AIM OF THE EXERCISE. Quote the data exactly, first line to the line containing "column 292, row 221", with no pictures.

--- PROVIDED DATA Enclosed Below ---

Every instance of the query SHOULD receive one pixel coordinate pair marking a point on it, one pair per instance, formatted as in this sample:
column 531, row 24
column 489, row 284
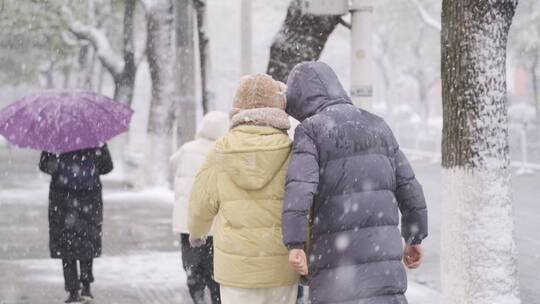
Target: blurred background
column 113, row 47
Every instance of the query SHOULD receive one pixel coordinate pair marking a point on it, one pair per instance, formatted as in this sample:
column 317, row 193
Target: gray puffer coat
column 348, row 175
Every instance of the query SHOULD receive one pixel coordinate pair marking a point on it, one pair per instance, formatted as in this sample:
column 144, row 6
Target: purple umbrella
column 63, row 121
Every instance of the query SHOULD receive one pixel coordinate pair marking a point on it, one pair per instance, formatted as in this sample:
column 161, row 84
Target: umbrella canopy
column 63, row 121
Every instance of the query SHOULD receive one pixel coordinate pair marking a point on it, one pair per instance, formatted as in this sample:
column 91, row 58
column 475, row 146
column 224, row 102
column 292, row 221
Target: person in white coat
column 186, row 162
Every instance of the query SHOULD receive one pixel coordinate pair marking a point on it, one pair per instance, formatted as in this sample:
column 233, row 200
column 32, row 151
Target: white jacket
column 187, row 161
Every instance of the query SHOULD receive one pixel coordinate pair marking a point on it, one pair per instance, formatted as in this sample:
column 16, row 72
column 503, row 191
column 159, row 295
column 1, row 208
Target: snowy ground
column 141, row 261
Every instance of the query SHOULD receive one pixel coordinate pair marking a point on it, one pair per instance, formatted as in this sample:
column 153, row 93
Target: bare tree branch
column 110, row 60
column 426, row 17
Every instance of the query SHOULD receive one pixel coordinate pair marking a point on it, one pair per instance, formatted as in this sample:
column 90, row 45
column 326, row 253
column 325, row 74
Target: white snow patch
column 478, row 251
column 163, row 270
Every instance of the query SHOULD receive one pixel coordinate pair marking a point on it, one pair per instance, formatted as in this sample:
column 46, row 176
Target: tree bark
column 478, row 251
column 301, row 38
column 204, row 54
column 161, row 61
column 535, row 89
column 185, row 71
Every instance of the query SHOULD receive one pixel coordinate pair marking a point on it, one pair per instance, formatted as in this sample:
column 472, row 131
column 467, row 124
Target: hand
column 197, row 242
column 298, row 261
column 413, row 256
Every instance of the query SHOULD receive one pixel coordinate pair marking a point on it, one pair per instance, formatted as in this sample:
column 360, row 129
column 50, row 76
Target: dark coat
column 348, row 171
column 75, row 212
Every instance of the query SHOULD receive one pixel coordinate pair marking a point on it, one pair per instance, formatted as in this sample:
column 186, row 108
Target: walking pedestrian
column 242, row 185
column 346, row 183
column 186, row 162
column 76, row 214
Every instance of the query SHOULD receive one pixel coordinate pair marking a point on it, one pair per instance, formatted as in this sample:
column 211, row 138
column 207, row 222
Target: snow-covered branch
column 110, row 60
column 426, row 17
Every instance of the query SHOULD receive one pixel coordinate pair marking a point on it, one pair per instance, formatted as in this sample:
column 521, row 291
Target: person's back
column 186, row 162
column 348, row 168
column 242, row 185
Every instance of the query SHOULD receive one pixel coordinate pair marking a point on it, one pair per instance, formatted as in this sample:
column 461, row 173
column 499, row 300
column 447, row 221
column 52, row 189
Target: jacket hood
column 213, row 125
column 313, row 86
column 253, row 155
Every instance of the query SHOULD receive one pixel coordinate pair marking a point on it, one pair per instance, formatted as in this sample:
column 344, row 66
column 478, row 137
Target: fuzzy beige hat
column 260, row 100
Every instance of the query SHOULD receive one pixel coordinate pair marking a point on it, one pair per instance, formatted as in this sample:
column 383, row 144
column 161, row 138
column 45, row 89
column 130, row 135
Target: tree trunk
column 301, row 38
column 161, row 61
column 122, row 69
column 204, row 54
column 186, row 114
column 478, row 251
column 124, row 82
column 535, row 89
column 85, row 66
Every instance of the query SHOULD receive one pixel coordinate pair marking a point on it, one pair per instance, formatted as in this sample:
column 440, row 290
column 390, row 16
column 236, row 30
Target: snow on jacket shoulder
column 242, row 184
column 187, row 161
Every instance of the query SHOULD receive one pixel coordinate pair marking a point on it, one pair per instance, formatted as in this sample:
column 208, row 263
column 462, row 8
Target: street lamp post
column 361, row 43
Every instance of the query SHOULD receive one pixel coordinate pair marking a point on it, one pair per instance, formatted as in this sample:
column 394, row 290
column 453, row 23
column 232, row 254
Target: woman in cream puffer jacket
column 197, row 262
column 241, row 185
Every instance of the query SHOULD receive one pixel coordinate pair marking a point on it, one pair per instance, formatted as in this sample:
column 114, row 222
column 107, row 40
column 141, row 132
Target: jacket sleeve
column 410, row 197
column 48, row 163
column 204, row 199
column 301, row 186
column 105, row 164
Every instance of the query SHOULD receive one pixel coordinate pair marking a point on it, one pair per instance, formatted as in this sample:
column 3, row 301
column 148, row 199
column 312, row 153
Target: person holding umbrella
column 71, row 128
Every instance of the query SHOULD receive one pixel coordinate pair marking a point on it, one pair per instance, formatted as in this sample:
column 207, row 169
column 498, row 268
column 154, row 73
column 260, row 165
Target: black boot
column 86, row 294
column 74, row 298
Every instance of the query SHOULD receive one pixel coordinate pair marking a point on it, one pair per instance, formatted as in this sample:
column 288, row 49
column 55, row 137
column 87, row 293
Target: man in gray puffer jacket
column 346, row 181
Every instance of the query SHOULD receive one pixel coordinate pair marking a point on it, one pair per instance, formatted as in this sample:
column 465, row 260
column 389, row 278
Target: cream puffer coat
column 242, row 185
column 187, row 161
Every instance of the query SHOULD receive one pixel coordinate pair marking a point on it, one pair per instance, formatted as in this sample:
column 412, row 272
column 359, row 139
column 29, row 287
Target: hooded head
column 260, row 101
column 311, row 87
column 213, row 125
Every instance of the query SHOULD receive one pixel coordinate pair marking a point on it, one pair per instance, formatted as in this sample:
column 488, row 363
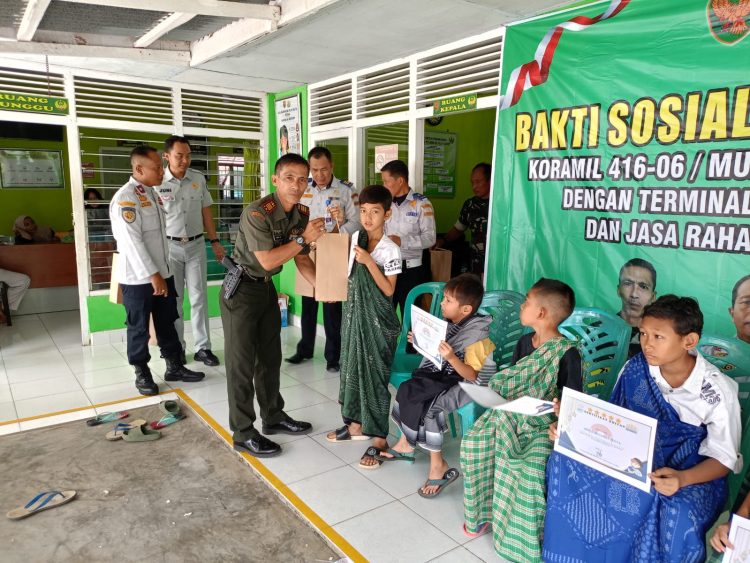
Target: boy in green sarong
column 504, row 455
column 369, row 330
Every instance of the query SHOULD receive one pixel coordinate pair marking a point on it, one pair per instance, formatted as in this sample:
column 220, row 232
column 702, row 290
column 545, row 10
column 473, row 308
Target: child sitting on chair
column 422, row 401
column 593, row 517
column 369, row 329
column 504, row 455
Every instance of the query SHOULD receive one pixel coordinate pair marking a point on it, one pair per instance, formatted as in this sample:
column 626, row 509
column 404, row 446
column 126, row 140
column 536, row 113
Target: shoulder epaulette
column 267, row 204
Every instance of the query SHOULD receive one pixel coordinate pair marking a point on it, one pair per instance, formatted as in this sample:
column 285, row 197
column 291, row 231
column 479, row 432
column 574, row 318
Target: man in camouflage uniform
column 272, row 231
column 473, row 216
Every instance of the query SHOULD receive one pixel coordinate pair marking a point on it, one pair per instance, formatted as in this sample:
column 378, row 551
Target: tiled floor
column 44, row 369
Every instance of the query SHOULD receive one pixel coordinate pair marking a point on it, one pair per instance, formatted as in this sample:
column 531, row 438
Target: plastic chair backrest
column 603, row 341
column 505, row 308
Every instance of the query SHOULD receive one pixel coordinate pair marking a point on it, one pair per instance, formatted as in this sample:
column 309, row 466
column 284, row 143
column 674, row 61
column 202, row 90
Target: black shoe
column 178, row 372
column 207, row 357
column 297, row 358
column 287, row 426
column 259, row 447
column 144, row 382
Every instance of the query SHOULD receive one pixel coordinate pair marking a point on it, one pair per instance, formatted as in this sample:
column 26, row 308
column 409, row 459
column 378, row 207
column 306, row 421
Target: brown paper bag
column 115, row 291
column 301, row 285
column 440, row 264
column 332, row 267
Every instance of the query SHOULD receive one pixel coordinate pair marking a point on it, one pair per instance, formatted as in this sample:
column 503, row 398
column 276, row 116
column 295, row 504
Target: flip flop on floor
column 371, row 452
column 396, row 456
column 170, row 407
column 448, row 477
column 342, row 435
column 166, row 420
column 140, row 434
column 118, row 431
column 42, row 501
column 107, row 417
column 483, row 529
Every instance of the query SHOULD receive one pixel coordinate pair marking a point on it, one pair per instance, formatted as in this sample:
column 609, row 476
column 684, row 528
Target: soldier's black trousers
column 252, row 356
column 140, row 303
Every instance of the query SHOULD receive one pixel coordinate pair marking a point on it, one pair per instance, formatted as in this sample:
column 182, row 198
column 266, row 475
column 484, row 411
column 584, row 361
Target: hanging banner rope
column 534, row 73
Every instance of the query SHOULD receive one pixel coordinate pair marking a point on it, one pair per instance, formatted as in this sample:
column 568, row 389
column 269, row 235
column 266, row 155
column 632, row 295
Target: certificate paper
column 606, row 437
column 427, row 332
column 523, row 405
column 739, row 535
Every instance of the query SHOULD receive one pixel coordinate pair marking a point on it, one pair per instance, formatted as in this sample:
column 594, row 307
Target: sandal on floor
column 119, row 430
column 448, row 477
column 397, row 456
column 342, row 435
column 140, row 434
column 166, row 420
column 107, row 417
column 483, row 529
column 371, row 452
column 170, row 407
column 43, row 501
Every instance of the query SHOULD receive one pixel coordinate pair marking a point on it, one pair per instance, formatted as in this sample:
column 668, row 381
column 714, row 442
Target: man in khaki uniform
column 272, row 231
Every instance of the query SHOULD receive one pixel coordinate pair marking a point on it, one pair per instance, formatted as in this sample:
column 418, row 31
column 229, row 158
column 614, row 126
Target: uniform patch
column 128, row 214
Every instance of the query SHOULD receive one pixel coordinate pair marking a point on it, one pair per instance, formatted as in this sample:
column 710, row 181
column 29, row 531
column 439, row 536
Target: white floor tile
column 393, row 533
column 353, row 493
column 54, row 403
column 44, row 387
column 301, row 459
column 8, row 411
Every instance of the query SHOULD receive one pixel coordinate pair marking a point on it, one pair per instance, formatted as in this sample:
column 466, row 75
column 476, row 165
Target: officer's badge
column 128, row 213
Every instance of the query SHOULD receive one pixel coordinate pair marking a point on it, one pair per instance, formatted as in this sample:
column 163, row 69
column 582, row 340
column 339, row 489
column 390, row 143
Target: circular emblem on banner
column 728, row 20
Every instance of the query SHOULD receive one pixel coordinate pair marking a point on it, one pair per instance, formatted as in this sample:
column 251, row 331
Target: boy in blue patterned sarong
column 593, row 517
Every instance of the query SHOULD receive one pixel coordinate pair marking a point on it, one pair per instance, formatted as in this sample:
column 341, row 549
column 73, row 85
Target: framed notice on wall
column 289, row 125
column 21, row 168
column 440, row 164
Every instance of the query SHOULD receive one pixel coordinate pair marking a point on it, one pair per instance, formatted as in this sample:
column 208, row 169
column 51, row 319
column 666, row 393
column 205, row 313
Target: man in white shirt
column 411, row 226
column 137, row 216
column 336, row 202
column 188, row 202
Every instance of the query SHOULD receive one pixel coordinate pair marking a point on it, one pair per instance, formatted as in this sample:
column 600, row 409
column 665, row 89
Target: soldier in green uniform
column 272, row 231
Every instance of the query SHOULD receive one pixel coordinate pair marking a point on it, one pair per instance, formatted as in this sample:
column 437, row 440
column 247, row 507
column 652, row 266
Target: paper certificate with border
column 606, row 437
column 739, row 536
column 427, row 332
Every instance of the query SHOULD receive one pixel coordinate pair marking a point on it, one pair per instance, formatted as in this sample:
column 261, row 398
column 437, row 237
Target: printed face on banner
column 605, row 160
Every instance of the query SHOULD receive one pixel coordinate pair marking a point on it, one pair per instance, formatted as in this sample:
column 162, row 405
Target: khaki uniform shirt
column 264, row 225
column 184, row 201
column 138, row 221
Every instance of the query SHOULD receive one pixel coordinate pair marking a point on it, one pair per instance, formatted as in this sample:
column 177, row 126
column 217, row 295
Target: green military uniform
column 251, row 318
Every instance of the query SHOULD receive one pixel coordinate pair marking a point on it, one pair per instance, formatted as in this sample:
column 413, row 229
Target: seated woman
column 28, row 232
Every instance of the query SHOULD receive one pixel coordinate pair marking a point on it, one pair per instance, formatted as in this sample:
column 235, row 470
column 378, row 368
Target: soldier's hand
column 159, row 285
column 315, row 228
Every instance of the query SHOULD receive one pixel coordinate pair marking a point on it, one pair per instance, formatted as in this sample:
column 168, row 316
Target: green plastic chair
column 603, row 340
column 403, row 363
column 732, row 357
column 505, row 308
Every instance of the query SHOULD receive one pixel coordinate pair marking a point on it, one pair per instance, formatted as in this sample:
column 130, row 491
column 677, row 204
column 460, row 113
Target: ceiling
column 255, row 45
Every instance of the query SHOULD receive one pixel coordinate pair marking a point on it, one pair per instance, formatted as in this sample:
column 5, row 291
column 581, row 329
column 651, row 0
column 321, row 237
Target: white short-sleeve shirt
column 387, row 255
column 708, row 397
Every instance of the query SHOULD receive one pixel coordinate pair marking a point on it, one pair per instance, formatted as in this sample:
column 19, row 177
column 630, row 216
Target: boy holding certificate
column 504, row 455
column 423, row 400
column 593, row 517
column 369, row 329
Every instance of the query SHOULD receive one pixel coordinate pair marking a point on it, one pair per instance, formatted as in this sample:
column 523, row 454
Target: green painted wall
column 50, row 207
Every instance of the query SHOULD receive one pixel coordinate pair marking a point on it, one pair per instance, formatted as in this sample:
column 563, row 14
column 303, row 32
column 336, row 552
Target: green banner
column 625, row 133
column 13, row 101
column 454, row 104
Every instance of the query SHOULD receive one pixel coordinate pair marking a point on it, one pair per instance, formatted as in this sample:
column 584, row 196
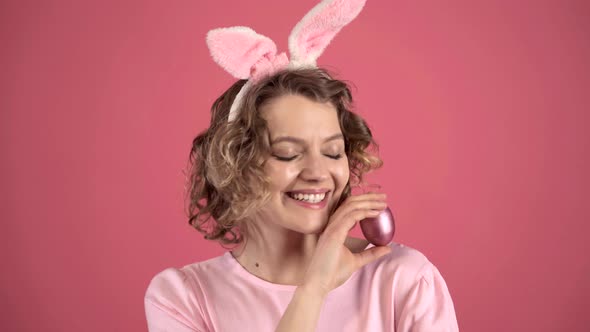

--- End of Enclosed PROVIDED DATA ---

OUTPUT FOR THIS TASK.
Every instance of the query SHOULD receive one pixel coordinate pair marking a point on it, one pair per instance, formatted as in this sample:
column 531, row 24
column 489, row 284
Target: blurred background
column 113, row 47
Every instance of the query SHOULD receive one pixel coordinate pair marking a point on it, one pair per instance, formatted as in this sample:
column 317, row 193
Target: gray puffer coat
column 348, row 175
Every instance of the query SHOULD receive one pixel coordinate pair marking a point on it, one pair per instance, formatted as in this sample:
column 144, row 6
Target: purple umbrella
column 63, row 121
Every instance of the query SHOULD receive one pixel coordinate pair marking a point on it, one pair per instance, formatted as in this sample:
column 161, row 84
Target: umbrella canopy
column 63, row 121
Every instance of the query SHOULD receive one pixel coordinate pair marking a point on it, one pair per instance, formatted as in this sample:
column 91, row 58
column 475, row 146
column 224, row 102
column 292, row 221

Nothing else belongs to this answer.